TASK GOAL
In the forum thread about fat leaking inside a Pit Boss barrel, translate this sentence into Spanish: "The plate spans the whole length but not quite the width."

SUPPLIED PASSAGE

++++++

# Fat leaking inside pit boss barrel



## Smokerbozz (Jun 9, 2020)

Hi. 
I cooked 3 briskets for family and friends this last week and after each cook I did a total cleaning of the burning pot. Today I decided to give a good cleaning and to my total surprise, there is a ton of fat in the bottom of the barrel. Is this normal? It is my first pellet smoker and I’m really bummed with this. Any help and tips are appreciated .


----------



## How2doit? (Jun 10, 2020)

I just bought my first smoker. Following


----------



## pineywoods (Jun 10, 2020)

What model Pit Boss did do you have?  Is the smoker pretty close to level?  Most of them have a plate that sits above the fire pot and goes almost end to end of the smoker. That plate has to be put in correctly otherwise it will not drain correctly and eventually you will have a fire in there (don't ask me how I know that) You should have gotten a bucket to hang on the outside more than likely the right side and that is where it should drain to as the plate when properly installed will slant towards it. 
Be sure to let us know if any of that worked or we need to think about other causes


----------



## Shaunlap (Jun 10, 2020)

i experience this with my Traeger as well. The plate spans the whole length but not quite the width. If i have meat hanging out too close to the front or back edges drippings get down in there. Typically if this happens the smoker gets a good cleaning after i let it cool down for about half an hour. I would say its normal in this case and it is just resolved by having your meat over the drip pan or using some aluminum foil to funnel the edges onto the drip pan. Hope this helps


----------



## How2doit? (Jun 10, 2020)

++++++

DATA

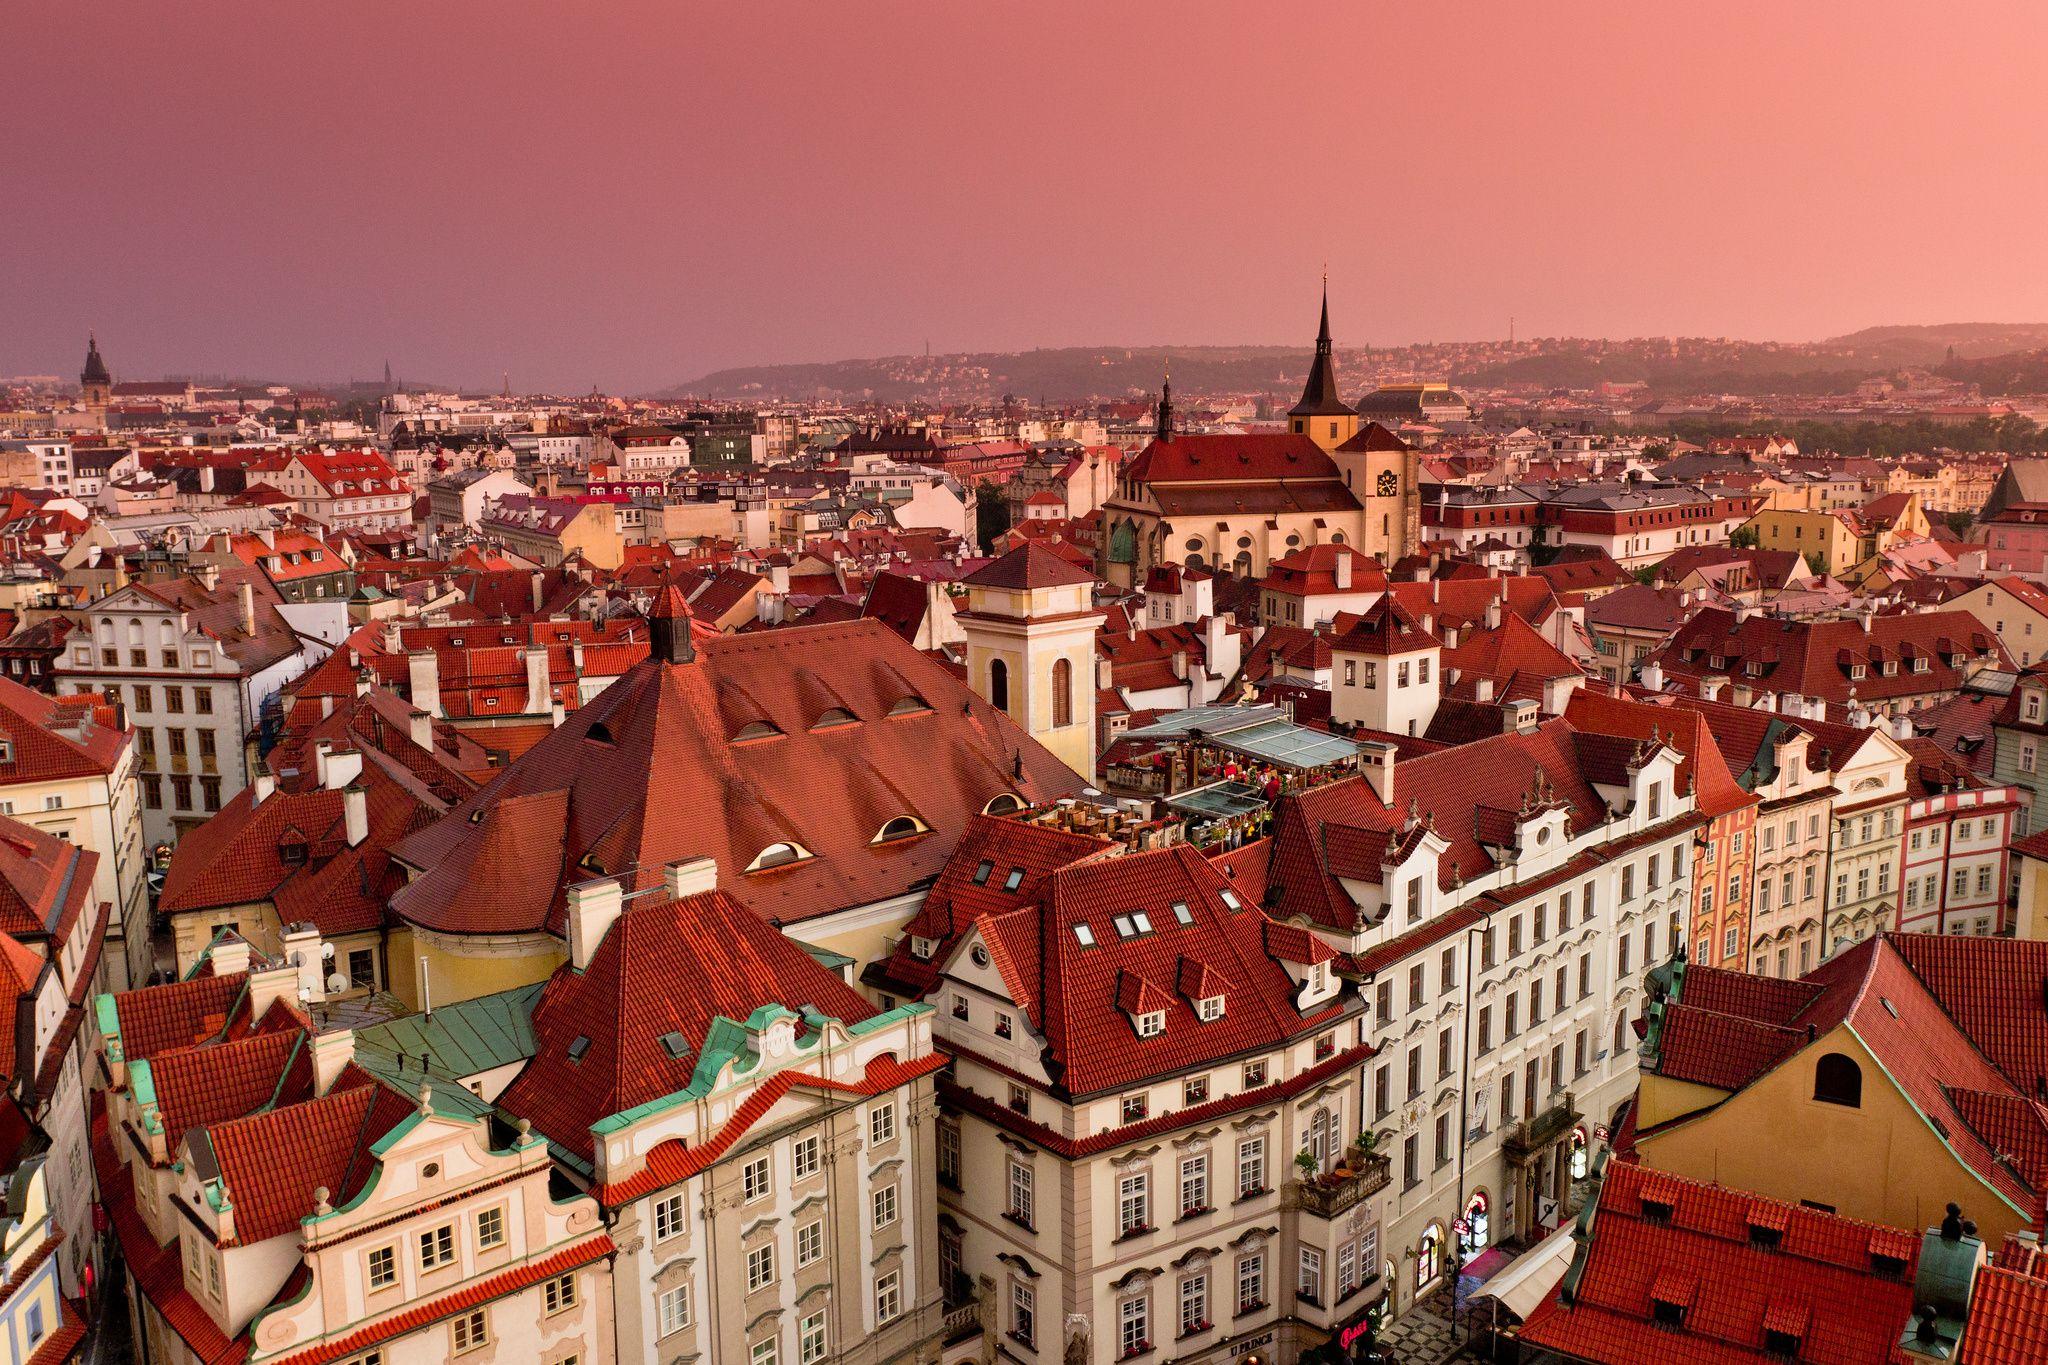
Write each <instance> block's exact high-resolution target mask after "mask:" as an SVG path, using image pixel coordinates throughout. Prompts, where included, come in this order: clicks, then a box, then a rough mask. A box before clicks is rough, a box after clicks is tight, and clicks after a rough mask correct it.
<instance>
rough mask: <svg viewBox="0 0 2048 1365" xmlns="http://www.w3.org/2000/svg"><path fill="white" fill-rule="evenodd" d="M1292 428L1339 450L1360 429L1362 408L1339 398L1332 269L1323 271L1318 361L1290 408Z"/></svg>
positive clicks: (1316, 338) (1317, 346) (1296, 434)
mask: <svg viewBox="0 0 2048 1365" xmlns="http://www.w3.org/2000/svg"><path fill="white" fill-rule="evenodd" d="M1288 430H1290V432H1294V434H1296V436H1307V438H1309V440H1313V442H1315V444H1319V446H1323V450H1335V448H1337V446H1341V444H1343V442H1348V440H1350V438H1352V436H1354V434H1356V432H1358V411H1356V409H1352V405H1350V403H1346V401H1343V399H1341V397H1337V358H1335V354H1333V352H1331V346H1329V272H1327V270H1325V272H1323V323H1321V327H1317V334H1315V360H1311V362H1309V381H1307V383H1305V385H1303V389H1300V401H1298V403H1294V407H1290V409H1288Z"/></svg>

++++++

RESPONSE
La placa abarca todo el largo, pero no del todo el ancho.